[What you need to do] Beginning with the line that holds "It would be wonderful if you could highlight the tree", retype the rest of the listing exactly, last line included.
+---+
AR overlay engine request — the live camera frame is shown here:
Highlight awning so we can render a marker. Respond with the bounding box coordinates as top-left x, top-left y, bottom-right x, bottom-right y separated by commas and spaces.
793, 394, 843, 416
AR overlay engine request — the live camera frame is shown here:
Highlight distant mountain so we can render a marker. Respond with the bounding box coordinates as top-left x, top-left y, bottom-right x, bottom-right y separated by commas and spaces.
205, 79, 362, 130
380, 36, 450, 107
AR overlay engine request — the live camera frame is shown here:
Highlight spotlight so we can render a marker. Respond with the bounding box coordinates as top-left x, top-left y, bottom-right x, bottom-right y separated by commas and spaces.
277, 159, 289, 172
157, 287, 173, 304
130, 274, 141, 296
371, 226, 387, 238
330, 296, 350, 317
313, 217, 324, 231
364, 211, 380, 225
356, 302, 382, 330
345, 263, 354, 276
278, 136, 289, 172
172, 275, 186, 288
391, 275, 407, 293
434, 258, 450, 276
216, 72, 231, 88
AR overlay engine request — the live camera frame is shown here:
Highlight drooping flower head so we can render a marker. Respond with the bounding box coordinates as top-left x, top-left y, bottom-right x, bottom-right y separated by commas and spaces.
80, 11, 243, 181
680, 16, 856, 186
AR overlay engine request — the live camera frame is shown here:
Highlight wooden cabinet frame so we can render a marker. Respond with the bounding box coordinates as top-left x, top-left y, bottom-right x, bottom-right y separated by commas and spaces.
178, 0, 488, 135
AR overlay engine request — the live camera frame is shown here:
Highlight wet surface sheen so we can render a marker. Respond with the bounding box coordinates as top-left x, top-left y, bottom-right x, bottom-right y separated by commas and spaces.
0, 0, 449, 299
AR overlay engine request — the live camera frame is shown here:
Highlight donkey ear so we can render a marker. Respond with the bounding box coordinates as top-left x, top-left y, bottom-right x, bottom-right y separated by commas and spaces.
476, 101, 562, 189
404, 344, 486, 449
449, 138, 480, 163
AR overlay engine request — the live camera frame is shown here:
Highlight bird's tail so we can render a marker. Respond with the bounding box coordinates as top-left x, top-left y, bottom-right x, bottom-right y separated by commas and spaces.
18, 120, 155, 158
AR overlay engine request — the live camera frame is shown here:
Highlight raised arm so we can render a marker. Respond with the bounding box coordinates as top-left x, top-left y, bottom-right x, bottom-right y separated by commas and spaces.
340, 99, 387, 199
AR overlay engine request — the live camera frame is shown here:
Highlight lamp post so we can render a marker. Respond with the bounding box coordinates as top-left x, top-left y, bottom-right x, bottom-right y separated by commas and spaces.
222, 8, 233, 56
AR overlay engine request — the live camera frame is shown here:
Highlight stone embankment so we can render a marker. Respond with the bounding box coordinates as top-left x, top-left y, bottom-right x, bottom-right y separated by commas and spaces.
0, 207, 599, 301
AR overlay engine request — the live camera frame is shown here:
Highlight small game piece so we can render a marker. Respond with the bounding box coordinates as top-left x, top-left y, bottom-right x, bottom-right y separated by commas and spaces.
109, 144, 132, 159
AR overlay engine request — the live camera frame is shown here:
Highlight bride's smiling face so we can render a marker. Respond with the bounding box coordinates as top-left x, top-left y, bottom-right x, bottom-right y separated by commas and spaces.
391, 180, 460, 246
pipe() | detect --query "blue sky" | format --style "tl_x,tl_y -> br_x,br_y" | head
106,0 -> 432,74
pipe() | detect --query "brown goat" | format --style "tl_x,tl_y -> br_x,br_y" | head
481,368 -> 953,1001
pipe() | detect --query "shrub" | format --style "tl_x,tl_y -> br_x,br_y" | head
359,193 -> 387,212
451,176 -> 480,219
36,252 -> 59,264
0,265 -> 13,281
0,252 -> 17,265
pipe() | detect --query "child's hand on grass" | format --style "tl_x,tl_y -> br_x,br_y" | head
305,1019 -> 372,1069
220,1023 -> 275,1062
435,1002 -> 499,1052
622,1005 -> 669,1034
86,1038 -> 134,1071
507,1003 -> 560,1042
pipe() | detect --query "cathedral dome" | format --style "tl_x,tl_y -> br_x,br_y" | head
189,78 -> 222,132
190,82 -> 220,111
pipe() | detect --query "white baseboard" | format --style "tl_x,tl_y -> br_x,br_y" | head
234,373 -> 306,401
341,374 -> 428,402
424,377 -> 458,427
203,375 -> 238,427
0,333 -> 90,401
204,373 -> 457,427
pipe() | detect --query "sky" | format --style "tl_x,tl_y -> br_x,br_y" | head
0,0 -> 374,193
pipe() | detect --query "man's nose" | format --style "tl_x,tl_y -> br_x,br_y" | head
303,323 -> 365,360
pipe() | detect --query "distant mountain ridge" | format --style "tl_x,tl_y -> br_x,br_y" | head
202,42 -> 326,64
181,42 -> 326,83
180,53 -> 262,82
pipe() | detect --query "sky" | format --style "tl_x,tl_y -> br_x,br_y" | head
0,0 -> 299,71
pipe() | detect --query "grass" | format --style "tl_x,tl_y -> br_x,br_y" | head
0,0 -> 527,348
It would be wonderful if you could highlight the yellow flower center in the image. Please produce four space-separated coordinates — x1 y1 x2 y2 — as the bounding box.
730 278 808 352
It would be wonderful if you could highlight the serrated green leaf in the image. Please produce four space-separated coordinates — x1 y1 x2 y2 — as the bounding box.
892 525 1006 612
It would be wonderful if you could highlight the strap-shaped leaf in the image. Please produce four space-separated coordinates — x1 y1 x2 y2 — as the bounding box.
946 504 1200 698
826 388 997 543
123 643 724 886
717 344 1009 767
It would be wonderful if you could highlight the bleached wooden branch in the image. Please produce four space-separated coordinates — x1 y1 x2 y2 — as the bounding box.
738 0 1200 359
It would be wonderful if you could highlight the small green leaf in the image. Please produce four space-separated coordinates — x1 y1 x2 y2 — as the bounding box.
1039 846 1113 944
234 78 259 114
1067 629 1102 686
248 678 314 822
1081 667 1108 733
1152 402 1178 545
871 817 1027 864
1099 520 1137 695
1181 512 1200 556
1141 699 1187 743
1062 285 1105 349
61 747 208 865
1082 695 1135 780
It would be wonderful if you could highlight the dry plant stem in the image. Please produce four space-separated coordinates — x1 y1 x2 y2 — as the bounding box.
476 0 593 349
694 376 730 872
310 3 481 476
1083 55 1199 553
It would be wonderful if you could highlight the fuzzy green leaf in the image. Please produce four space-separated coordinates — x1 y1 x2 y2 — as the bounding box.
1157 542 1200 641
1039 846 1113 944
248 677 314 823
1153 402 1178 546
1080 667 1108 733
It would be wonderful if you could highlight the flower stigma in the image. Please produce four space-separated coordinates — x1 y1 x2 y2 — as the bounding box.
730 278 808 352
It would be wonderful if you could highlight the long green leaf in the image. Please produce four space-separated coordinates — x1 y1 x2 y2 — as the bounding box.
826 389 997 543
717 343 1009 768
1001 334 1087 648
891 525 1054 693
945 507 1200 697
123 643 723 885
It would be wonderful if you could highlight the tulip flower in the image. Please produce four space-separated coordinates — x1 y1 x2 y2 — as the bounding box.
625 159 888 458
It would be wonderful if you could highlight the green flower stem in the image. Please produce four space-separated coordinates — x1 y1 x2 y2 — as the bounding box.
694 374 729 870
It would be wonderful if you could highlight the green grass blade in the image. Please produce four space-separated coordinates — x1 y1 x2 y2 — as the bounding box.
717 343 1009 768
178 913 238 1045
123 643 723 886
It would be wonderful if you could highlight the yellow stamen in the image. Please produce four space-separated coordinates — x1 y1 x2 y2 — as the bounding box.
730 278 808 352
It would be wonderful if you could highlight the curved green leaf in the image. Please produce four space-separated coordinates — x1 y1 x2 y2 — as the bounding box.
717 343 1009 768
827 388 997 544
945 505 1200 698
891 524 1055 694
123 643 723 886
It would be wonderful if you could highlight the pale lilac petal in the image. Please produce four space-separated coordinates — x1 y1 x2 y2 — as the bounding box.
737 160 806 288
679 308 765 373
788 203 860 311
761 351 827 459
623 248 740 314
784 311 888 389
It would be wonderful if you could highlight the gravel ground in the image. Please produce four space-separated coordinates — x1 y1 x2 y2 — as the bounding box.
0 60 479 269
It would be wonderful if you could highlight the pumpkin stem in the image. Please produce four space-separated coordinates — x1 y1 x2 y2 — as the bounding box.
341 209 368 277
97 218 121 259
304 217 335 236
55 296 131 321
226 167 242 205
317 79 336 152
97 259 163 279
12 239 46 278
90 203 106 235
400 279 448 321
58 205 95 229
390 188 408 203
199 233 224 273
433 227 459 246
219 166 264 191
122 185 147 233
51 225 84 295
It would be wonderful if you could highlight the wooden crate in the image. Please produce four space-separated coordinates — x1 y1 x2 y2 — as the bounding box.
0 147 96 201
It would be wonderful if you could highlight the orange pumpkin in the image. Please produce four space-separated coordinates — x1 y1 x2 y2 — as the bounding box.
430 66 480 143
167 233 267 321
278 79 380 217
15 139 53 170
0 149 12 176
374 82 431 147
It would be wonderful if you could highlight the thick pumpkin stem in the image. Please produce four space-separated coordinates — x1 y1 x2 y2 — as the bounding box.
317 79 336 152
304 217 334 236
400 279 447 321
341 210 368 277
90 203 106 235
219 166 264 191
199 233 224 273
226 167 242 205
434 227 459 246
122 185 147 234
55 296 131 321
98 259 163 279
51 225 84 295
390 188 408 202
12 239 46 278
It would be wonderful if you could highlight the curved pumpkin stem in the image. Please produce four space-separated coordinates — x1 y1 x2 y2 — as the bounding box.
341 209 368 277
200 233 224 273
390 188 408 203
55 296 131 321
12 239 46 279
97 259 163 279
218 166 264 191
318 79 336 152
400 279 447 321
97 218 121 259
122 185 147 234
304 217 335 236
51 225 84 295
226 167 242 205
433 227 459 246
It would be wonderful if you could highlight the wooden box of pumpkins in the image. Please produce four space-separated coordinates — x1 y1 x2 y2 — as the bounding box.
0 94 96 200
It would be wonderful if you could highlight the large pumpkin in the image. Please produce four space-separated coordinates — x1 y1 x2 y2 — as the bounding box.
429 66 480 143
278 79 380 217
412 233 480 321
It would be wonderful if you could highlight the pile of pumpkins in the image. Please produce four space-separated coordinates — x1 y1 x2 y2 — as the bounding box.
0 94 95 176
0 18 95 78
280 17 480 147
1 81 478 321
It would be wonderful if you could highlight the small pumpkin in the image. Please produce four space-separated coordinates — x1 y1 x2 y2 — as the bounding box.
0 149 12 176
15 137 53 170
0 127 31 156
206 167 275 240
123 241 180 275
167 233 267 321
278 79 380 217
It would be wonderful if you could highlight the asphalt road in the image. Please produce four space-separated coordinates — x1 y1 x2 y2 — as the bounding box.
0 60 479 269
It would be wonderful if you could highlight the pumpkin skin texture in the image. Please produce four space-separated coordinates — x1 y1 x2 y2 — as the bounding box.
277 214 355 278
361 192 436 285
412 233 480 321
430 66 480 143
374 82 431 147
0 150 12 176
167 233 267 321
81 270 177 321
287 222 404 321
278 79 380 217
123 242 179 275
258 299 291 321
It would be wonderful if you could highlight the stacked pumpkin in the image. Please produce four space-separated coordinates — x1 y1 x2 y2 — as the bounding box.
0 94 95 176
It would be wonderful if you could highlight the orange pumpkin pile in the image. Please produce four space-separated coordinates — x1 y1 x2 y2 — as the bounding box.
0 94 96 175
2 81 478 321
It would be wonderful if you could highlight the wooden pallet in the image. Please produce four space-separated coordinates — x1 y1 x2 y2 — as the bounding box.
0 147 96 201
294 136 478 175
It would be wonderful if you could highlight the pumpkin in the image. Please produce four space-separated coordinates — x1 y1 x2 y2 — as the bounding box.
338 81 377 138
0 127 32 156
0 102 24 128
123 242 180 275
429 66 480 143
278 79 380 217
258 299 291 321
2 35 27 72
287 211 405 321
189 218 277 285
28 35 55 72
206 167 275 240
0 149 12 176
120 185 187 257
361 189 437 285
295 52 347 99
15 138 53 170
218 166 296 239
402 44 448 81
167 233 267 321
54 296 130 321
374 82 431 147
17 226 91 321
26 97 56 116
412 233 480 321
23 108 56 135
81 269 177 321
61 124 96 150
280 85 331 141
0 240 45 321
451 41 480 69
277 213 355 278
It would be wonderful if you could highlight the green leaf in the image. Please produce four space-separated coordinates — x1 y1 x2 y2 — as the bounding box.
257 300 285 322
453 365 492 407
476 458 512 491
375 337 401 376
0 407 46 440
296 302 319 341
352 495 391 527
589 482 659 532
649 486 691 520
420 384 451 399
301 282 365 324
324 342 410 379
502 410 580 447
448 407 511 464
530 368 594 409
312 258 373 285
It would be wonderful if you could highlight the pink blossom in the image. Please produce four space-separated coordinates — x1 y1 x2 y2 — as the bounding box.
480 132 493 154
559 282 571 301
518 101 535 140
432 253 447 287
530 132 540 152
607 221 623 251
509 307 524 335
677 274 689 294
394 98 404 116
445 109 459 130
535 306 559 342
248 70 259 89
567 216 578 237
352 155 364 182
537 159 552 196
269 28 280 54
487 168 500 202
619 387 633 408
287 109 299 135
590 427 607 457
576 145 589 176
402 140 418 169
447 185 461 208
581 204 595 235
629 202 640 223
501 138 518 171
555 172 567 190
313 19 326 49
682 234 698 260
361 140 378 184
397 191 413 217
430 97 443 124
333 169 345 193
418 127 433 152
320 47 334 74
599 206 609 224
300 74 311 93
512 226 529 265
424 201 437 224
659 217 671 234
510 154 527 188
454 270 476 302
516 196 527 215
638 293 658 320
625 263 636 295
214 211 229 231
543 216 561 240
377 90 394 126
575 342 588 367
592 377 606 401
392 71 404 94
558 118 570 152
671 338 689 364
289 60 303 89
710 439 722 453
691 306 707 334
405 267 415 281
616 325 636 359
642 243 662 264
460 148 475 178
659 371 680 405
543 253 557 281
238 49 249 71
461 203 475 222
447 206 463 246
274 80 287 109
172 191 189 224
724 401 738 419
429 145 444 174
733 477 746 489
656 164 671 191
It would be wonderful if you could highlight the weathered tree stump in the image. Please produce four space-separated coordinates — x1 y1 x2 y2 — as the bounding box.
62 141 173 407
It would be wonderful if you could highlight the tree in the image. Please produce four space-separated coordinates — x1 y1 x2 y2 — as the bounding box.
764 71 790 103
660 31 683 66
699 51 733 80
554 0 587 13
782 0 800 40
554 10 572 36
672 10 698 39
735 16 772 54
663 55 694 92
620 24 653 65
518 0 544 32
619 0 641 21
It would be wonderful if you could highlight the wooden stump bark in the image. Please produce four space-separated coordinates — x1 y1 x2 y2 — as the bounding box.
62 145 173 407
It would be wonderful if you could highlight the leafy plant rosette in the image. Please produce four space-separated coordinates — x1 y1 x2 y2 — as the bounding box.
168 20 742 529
+---+
[Result]
It would be wonderful if you could highlight the tree in the image. Please produce four space-separated coordinates — x1 y1 x2 y2 — as the bounding box.
764 71 790 103
660 31 683 66
699 51 733 80
554 0 587 13
782 0 800 40
554 10 572 36
672 10 698 39
735 16 772 54
663 55 694 92
620 24 653 65
518 0 544 32
619 0 641 21
It would be wonderful if you could highlight the wooden stump bark in the image. Please produce four space-separated coordinates — x1 y1 x2 y2 — as the bounding box.
62 145 173 407
It would be wonderful if you could highlight the leafy plant rosette in the image. Please produce four space-separated coordinates — x1 y1 x2 y2 — as the bounding box.
168 20 742 529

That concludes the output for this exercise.